# Task data:
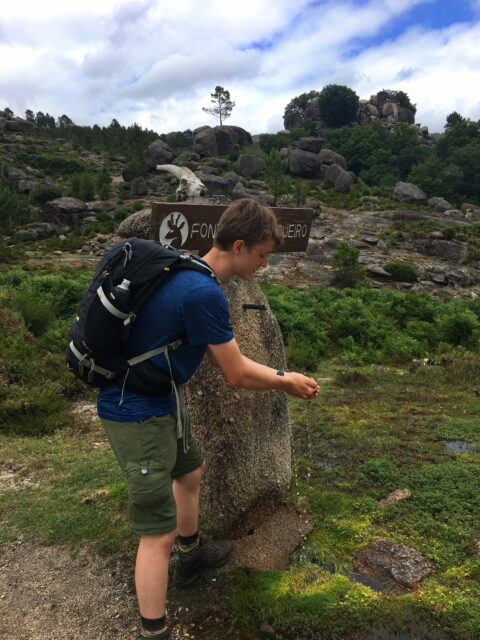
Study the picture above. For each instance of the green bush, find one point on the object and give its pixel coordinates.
(36, 314)
(338, 105)
(348, 273)
(401, 272)
(31, 381)
(365, 325)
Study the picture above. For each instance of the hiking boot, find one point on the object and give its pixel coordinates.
(209, 555)
(166, 634)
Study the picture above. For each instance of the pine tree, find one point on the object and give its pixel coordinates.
(223, 105)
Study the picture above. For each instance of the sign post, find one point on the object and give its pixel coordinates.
(192, 226)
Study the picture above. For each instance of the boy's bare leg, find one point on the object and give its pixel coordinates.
(186, 491)
(151, 573)
(151, 570)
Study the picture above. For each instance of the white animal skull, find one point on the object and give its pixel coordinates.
(189, 185)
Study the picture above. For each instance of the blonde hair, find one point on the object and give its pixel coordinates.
(247, 220)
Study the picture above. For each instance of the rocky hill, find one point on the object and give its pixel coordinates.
(440, 242)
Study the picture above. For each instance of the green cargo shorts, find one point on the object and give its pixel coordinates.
(151, 456)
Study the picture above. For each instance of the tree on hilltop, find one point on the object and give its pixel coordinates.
(401, 98)
(338, 105)
(223, 106)
(299, 103)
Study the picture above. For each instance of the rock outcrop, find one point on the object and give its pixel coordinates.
(244, 435)
(377, 107)
(392, 562)
(158, 152)
(65, 210)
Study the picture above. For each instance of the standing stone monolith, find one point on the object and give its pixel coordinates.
(245, 435)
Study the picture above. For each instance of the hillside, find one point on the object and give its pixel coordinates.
(62, 202)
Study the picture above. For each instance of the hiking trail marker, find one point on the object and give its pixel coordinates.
(192, 226)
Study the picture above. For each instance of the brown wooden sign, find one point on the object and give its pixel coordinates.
(192, 226)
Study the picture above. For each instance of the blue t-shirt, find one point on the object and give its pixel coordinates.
(189, 303)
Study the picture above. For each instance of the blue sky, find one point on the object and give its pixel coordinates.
(156, 62)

# Problem statement:
Repeat, without changes, every line from the one that contains "Study the picture above. For each instance of the brown" through the final line of the data.

# Solution below:
Study the picture above. For each instance of the brown wooden sign, find one point on the object and give its pixel coordinates.
(192, 226)
Study the picture above. For each instance of the blue t-shirt, find one point on the object and give its pixel coordinates.
(189, 303)
Study the picture above. For each instance of the blue sky, find one point on the object and give its pixel coordinates.
(156, 62)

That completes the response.